Collect every line of the data below that contains the string "tall", treating uppercase and lowercase letters as distinct.

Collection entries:
▼

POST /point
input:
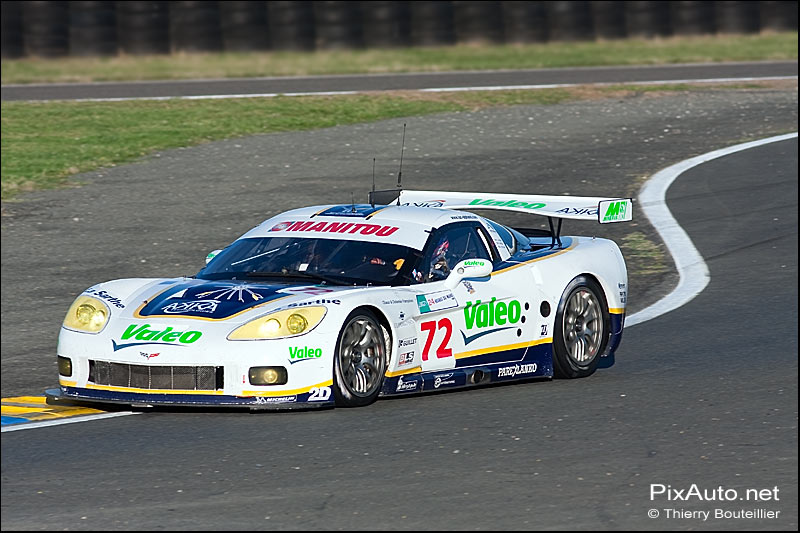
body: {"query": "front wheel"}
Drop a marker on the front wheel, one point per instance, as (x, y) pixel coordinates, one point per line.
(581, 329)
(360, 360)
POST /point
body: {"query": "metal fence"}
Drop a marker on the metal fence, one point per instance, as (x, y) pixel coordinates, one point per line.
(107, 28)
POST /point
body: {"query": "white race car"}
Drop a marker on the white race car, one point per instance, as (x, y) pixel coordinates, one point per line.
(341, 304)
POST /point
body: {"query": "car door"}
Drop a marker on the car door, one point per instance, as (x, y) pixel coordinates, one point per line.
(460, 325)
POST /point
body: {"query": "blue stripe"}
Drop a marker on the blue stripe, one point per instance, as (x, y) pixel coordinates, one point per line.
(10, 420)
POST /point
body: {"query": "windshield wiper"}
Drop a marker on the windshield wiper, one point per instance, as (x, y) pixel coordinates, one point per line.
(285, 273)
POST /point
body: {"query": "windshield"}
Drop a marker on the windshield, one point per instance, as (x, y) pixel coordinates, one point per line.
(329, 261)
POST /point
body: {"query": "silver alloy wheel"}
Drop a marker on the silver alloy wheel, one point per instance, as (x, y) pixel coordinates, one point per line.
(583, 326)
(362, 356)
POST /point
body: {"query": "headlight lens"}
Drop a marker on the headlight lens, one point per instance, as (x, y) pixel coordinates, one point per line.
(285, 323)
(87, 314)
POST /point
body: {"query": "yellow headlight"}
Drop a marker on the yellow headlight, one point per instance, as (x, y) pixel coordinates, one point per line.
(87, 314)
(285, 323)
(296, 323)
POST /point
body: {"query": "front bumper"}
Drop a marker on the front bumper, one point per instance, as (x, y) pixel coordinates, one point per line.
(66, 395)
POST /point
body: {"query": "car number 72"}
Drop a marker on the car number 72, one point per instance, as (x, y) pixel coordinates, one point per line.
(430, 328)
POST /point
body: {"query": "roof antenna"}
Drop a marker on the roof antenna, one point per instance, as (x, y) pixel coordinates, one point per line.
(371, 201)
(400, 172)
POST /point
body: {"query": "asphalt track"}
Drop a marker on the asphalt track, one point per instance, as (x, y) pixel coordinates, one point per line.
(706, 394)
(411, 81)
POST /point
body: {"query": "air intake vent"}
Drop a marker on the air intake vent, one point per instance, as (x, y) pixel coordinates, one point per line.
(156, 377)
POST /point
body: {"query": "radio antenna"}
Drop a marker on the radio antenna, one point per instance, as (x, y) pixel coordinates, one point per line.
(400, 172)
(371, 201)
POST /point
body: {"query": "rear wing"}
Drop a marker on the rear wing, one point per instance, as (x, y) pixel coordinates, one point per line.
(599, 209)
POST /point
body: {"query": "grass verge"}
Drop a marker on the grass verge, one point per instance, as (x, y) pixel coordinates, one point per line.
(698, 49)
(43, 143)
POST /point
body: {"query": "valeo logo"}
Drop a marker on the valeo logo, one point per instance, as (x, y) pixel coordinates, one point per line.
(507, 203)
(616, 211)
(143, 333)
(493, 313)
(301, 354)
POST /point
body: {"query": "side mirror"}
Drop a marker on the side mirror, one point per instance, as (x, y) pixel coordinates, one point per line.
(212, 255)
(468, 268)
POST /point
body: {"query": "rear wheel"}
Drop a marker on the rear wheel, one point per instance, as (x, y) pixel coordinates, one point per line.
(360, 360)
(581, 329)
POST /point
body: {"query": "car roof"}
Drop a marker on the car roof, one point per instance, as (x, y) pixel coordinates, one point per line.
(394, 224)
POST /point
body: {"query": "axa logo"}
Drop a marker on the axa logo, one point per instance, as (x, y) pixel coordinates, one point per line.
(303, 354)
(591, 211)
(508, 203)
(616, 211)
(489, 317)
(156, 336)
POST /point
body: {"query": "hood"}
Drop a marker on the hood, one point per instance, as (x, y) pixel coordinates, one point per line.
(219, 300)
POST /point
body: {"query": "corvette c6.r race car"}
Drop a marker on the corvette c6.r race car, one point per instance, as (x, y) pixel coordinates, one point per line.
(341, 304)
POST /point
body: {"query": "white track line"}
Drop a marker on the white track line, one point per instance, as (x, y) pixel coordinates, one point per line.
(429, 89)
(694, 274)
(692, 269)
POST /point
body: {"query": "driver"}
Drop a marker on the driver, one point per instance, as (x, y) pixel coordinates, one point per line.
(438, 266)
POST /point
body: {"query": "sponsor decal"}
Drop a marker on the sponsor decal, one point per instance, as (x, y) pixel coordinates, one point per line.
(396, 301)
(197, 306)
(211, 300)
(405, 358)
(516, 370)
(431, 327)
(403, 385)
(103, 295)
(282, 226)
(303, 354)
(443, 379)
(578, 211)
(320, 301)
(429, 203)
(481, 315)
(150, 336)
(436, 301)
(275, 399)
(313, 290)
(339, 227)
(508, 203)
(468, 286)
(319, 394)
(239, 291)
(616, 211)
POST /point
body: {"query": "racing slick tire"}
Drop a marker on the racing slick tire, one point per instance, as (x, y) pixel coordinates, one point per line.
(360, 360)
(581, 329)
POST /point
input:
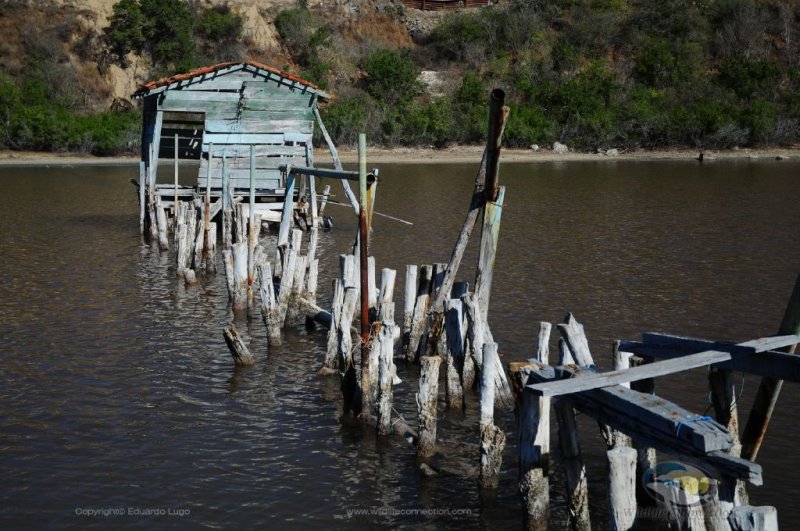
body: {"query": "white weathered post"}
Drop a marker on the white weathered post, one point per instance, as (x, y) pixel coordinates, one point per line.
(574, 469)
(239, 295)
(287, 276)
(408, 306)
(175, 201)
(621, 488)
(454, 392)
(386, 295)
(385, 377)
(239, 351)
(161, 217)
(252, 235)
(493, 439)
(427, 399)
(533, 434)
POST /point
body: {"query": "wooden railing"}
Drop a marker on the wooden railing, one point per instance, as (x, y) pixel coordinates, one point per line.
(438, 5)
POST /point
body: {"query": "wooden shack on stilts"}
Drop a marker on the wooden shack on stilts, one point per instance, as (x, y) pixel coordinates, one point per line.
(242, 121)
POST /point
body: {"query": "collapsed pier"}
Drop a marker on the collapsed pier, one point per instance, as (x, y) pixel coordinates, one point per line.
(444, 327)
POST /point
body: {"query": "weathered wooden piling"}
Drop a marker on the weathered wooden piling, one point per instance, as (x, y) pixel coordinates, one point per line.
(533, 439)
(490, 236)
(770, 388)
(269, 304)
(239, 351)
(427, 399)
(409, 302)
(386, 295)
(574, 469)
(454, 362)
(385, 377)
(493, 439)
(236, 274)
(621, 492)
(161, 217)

▲
▼

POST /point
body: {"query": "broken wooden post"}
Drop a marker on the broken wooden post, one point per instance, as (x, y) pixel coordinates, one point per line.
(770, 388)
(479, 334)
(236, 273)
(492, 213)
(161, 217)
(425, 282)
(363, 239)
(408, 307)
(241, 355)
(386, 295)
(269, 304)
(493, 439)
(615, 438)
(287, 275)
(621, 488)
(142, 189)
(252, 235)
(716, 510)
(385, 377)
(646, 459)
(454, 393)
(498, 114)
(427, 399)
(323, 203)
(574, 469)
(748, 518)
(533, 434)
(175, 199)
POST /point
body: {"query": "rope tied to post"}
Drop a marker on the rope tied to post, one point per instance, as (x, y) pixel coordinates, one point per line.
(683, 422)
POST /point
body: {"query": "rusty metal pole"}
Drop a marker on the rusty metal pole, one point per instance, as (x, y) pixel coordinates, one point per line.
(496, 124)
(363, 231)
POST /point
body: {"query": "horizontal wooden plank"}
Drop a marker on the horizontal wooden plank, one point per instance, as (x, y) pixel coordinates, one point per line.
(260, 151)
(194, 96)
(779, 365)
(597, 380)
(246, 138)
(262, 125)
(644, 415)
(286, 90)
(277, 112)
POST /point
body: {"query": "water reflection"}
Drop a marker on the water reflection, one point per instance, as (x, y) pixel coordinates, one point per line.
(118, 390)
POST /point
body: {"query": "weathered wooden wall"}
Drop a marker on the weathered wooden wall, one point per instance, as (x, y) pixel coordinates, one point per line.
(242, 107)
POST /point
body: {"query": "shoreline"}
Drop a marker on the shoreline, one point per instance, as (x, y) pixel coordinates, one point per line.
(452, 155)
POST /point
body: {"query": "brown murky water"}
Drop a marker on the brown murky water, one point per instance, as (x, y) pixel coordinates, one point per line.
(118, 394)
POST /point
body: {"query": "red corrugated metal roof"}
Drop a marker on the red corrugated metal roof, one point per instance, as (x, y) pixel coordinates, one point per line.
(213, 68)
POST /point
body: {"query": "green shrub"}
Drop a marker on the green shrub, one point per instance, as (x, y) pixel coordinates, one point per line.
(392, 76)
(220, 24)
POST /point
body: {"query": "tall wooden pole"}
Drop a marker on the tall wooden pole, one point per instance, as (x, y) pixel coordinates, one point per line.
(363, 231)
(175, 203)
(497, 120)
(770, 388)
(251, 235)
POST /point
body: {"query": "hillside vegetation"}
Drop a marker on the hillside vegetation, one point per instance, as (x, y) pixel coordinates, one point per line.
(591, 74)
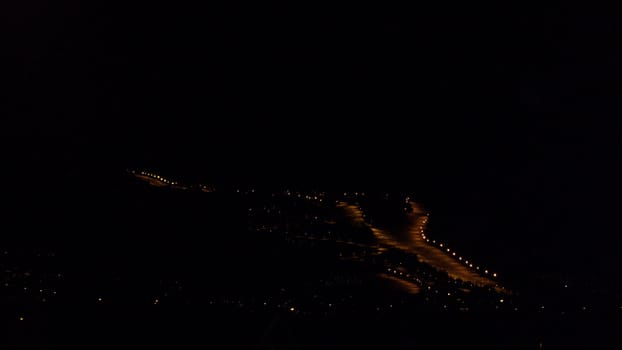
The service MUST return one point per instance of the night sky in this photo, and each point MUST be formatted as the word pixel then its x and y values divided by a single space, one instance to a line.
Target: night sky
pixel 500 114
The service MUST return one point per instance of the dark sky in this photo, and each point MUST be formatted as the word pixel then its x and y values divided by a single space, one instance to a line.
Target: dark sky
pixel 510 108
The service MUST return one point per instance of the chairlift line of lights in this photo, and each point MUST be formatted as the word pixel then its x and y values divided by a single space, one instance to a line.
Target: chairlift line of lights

▲

### Answer
body: {"query": "tall wooden pole"}
Drop a marker on the tall wooden pole, one point per instance, as (x, y) pixel coordinates, one point per line.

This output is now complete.